──────── Records provided ────────

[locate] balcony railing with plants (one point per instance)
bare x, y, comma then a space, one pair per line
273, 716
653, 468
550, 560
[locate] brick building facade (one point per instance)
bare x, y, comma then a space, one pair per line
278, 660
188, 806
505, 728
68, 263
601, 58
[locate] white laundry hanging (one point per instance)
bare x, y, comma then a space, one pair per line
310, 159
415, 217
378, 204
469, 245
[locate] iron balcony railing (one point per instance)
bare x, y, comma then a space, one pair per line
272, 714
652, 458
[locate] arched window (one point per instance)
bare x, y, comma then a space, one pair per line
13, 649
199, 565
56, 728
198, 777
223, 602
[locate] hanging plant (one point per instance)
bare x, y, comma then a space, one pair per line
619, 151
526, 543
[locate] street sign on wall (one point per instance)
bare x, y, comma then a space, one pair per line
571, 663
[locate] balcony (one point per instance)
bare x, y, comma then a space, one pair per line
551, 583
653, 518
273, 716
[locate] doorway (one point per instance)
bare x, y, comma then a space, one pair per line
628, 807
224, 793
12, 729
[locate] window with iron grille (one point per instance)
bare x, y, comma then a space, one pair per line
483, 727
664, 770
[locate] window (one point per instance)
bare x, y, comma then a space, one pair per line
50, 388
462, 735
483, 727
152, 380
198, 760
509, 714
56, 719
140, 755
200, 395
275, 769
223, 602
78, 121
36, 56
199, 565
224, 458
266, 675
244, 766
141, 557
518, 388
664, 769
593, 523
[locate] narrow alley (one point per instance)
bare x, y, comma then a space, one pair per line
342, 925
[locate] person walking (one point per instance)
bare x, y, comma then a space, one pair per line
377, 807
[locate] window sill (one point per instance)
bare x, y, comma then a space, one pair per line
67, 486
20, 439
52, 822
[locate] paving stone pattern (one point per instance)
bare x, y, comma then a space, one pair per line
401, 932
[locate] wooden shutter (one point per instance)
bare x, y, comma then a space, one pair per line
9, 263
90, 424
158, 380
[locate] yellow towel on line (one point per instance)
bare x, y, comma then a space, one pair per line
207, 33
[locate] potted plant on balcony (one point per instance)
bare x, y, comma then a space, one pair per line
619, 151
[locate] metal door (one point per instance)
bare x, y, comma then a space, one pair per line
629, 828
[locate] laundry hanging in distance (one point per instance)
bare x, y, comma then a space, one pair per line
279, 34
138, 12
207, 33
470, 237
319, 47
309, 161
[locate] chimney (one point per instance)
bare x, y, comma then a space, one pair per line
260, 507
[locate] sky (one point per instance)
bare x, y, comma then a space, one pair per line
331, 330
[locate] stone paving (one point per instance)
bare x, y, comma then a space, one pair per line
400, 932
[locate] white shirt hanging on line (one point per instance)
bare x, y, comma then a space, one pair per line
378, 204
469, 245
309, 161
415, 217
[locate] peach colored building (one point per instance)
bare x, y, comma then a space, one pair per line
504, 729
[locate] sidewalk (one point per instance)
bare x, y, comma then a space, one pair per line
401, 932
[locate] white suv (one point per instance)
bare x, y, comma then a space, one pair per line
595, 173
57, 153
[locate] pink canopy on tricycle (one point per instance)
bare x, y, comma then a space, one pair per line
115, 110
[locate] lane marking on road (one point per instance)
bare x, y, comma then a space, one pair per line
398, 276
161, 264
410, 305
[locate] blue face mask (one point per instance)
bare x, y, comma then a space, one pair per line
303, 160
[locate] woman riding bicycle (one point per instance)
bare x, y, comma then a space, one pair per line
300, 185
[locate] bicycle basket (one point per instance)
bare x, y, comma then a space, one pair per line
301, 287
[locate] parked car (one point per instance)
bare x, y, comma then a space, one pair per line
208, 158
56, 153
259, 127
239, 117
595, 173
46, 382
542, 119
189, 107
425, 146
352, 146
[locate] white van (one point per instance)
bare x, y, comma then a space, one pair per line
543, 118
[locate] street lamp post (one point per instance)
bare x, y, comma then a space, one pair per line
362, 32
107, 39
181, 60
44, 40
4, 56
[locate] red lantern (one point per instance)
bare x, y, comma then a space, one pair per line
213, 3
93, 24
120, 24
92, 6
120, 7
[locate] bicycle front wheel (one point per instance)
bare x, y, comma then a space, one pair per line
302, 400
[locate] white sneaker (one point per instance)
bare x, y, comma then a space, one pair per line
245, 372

────────

● **Work to be completed**: Reproduce word for word the stretch of entries from the line containing "[locate] bicycle front" through the end of the entries.

● **Solution**:
[locate] bicycle front wheel (one point per instance)
bare x, y, comma then a space, one pair per line
302, 400
[locate] white sneaker (one point per instance)
bare x, y, comma then a space, one pair per line
245, 372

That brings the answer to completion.